**** Text segment ****
An MIT Alumni Association Publication
If squirrels had written American history, it's likely that they would have stayed as wild as wolves and as rare a sight in cities as coyotes or deer.

But as Etienne Benson PhD '08 points out in a recent Journal of American History issuesquirrels came to cities by invitation.

Photo: Inhabitat.
Photo: Inhabitat.

The eastern gray squirrel, which Benson focuses on, was plucked from his native forest habitat as landscape architects designed the country’s greatest city parks in the late 19th century. Because industrialization had stripped away their daily encounters with beasts of burden, Americans found spotting squirrels in city parks a pleasant substitute.

We can learn a lot from our history with squirrels, says Benson, an assistant professor in the department of history and sociology of science at the University of Pennsylvania.

“The way urban Americans thought about squirrels [in the 19th c.] was definitely condescending and rooted in a hierarchical understanding of nature and society,” he told Popular Science.  At first, squirrels were “a novel and much-commented-upon feature of the American urban scene,” first introduced in Philadelphia and Boston and then in other major parks around the country.

We all know how that history changed.

Squirrels soon became known for spreading diseases and parasites. In big cities, they occupied dumpsters, harassed tourists, and chewed electric lines. “No feeding wildlife” signs popped up from Central Park to Yellowstone. As cities developed more holistic attitudes towards ecology, Benson notes, squirrels found themselves in trouble.
**** Record set ****
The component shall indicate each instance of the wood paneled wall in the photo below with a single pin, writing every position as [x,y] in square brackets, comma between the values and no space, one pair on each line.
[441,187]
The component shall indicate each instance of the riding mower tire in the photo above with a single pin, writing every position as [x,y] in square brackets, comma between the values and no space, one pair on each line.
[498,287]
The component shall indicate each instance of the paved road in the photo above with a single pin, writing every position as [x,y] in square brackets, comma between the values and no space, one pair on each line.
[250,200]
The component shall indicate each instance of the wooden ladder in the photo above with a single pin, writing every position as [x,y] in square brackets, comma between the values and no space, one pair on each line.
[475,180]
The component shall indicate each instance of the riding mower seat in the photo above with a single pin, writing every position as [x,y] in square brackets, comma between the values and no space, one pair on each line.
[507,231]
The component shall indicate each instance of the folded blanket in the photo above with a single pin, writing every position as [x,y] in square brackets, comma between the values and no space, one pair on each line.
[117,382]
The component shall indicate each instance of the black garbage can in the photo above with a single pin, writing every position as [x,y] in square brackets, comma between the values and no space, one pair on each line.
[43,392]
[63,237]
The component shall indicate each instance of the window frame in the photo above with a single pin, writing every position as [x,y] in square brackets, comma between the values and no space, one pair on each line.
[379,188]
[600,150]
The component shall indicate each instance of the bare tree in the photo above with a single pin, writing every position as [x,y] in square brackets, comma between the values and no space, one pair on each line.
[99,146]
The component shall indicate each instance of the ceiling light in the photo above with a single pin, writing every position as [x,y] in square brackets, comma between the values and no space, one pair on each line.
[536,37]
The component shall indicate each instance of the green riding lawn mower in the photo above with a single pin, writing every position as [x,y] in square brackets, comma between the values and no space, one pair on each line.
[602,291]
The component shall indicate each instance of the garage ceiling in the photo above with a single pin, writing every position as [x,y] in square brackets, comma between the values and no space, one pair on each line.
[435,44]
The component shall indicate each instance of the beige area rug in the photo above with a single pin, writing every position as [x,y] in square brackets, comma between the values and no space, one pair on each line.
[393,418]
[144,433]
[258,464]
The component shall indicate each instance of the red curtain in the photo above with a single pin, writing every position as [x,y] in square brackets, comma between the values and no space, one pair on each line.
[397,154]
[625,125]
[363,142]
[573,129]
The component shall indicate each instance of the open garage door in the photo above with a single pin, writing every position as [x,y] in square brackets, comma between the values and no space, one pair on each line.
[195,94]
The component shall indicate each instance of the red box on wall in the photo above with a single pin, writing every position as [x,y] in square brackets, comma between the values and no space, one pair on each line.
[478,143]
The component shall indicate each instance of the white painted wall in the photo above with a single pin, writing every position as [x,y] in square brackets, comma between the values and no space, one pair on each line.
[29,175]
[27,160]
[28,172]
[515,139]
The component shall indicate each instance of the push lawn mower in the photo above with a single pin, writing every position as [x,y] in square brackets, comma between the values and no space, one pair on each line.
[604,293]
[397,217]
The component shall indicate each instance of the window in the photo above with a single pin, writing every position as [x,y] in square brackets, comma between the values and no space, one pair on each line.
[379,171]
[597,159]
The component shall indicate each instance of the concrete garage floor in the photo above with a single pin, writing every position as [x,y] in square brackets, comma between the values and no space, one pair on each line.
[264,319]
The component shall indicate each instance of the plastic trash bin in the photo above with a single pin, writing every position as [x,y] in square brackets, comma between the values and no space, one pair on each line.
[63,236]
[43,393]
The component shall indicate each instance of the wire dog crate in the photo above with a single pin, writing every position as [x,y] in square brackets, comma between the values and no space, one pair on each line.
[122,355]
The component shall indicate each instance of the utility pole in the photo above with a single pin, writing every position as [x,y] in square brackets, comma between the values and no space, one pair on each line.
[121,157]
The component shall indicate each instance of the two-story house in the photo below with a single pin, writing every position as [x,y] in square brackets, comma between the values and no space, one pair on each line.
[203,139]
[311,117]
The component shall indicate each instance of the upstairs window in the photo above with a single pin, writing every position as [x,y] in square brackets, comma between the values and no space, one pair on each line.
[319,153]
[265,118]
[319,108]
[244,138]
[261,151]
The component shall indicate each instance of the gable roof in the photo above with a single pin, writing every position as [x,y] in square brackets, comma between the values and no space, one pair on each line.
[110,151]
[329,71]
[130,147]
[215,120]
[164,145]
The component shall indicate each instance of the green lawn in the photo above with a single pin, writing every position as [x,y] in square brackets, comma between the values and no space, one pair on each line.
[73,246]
****
▸ **What is expected**: Reproduce word for word the part of the squirrel article starting with "Squirrels soon became" and going on through "themselves in trouble.".

▸ **Expected output**:
Squirrels soon became known for spreading diseases and parasites. In big cities, they occupied dumpsters, harassed tourists, and chewed electric lines. “No feeding wildlife” signs popped up from Central Park to Yellowstone. As cities developed more holistic attitudes towards ecology, Benson notes, squirrels found themselves in trouble.